··· Testo fornito ···
PIERO DELLA FRANCESCA

In Piero della Francesca (1415-1492) l'indagine dello spazio prospettico e della ricerca dei rapporti armonici si fa elemento determinante della struttura compositiva del quadro e di misurazione «mentale» della realtà; le leggi prospettiche e matematiche conducono l'artista a costruire uno spazio analogo alla realtà, astratto e ideale, determinato aprioristicamente e dogmatico, quasi un riflesso della perfezione armonica del creato.
Nella Flagellazione del Cristo lo spazio è rigidamente suddiviso secondo le proporzioni della sezione aurea in due settori segnati precisamente sia dall'architettura che dalla disposizione delle figure che qui sembrano assumere anch'esse la stessa fissità della struttura architettonica dello spazio che li circonda e, nello stesso tempo, sono elementi di misura del quadro stesso. La sensazione di spazio cristallizzato ed immobile, accentuata dalla costruzione ideale ed astratta del quadro e dalla presenza anacronistica delle tre figure in primo piano, toglie qualsiasi drammaticità e violenza alla scena che viene analizzata con un senso di distacco, quasi uno spazio della memoria e del ricordo.
···
Da svolgere — Estrai senza modifiche dal testo su Piero della Francesca il passo che si apre con le parole contenenti "Nella Flagellazione del" e si chiude con "e del ricordo.".
··· Estratti dell'elenco ···
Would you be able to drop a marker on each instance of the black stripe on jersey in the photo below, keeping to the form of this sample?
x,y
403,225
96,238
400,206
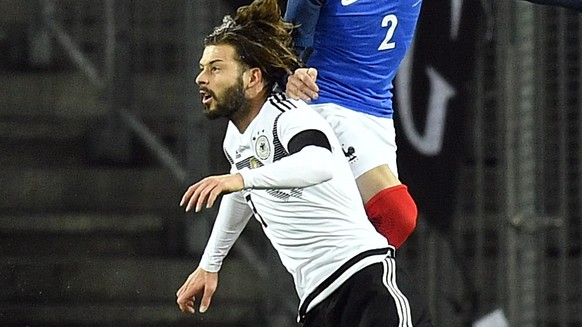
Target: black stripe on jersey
x,y
308,137
228,157
280,101
389,251
246,163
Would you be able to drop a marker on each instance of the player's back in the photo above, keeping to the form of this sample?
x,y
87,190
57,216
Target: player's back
x,y
358,46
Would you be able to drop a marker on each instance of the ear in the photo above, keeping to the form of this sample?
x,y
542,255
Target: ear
x,y
253,78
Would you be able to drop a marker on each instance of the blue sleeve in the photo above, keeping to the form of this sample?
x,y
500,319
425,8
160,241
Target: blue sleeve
x,y
304,13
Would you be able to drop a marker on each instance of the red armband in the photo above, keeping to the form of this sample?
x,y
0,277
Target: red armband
x,y
393,212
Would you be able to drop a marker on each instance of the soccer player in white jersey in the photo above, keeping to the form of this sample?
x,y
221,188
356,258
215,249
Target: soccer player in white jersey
x,y
353,49
288,171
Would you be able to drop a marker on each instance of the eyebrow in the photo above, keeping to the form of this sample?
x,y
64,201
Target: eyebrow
x,y
211,62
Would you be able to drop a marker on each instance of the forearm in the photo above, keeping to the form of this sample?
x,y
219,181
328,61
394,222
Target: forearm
x,y
233,215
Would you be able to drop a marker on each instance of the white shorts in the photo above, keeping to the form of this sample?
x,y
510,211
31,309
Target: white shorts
x,y
367,141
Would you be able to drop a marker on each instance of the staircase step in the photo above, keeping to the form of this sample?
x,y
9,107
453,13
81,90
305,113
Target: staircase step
x,y
88,291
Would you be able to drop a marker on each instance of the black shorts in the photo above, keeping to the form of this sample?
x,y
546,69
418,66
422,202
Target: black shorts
x,y
378,295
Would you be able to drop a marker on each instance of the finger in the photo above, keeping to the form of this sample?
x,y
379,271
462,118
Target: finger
x,y
186,304
186,195
214,194
194,198
312,72
203,197
206,298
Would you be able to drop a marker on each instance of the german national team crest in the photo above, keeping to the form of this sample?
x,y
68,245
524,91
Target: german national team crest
x,y
254,163
262,147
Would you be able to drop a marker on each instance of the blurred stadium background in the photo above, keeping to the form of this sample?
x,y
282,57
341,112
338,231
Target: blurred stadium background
x,y
101,130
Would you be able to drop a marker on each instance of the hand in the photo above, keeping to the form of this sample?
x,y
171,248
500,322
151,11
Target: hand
x,y
200,281
208,190
301,85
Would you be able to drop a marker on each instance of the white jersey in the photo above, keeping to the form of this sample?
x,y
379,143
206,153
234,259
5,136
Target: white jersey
x,y
320,230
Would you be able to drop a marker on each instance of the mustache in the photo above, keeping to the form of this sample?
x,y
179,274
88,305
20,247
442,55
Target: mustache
x,y
207,91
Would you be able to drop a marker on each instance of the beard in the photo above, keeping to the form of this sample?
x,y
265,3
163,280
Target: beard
x,y
232,103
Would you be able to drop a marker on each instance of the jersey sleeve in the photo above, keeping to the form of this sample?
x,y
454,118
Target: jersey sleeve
x,y
233,215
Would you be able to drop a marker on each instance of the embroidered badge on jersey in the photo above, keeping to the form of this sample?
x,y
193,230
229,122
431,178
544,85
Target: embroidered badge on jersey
x,y
262,147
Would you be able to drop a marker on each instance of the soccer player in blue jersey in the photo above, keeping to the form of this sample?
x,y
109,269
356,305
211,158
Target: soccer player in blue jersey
x,y
353,49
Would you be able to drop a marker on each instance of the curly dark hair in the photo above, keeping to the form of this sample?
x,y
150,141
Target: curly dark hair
x,y
261,39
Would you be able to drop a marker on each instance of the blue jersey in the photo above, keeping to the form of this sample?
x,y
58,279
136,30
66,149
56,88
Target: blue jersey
x,y
357,48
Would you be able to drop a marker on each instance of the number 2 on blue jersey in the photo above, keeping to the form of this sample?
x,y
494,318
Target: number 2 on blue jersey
x,y
390,22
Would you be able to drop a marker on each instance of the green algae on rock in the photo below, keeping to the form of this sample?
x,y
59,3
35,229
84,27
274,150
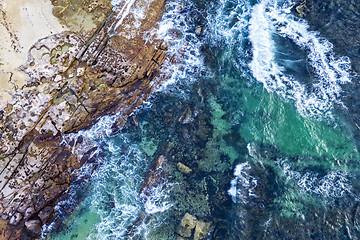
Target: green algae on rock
x,y
72,82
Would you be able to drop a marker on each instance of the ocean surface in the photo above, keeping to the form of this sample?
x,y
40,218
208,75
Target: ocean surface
x,y
257,108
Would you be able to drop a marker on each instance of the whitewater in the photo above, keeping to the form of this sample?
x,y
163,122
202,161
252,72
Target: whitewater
x,y
254,107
···
Risposta completa —
Nella Flagellazione del Cristo lo spazio è rigidamente suddiviso secondo le proporzioni della sezione aurea in due settori segnati precisamente sia dall'architettura che dalla disposizione delle figure che qui sembrano assumere anch'esse la stessa fissità della struttura architettonica dello spazio che li circonda e, nello stesso tempo, sono elementi di misura del quadro stesso. La sensazione di spazio cristallizzato ed immobile, accentuata dalla costruzione ideale ed astratta del quadro e dalla presenza anacronistica delle tre figure in primo piano, toglie qualsiasi drammaticità e violenza alla scena che viene analizzata con un senso di distacco, quasi uno spazio della memoria e del ricordo.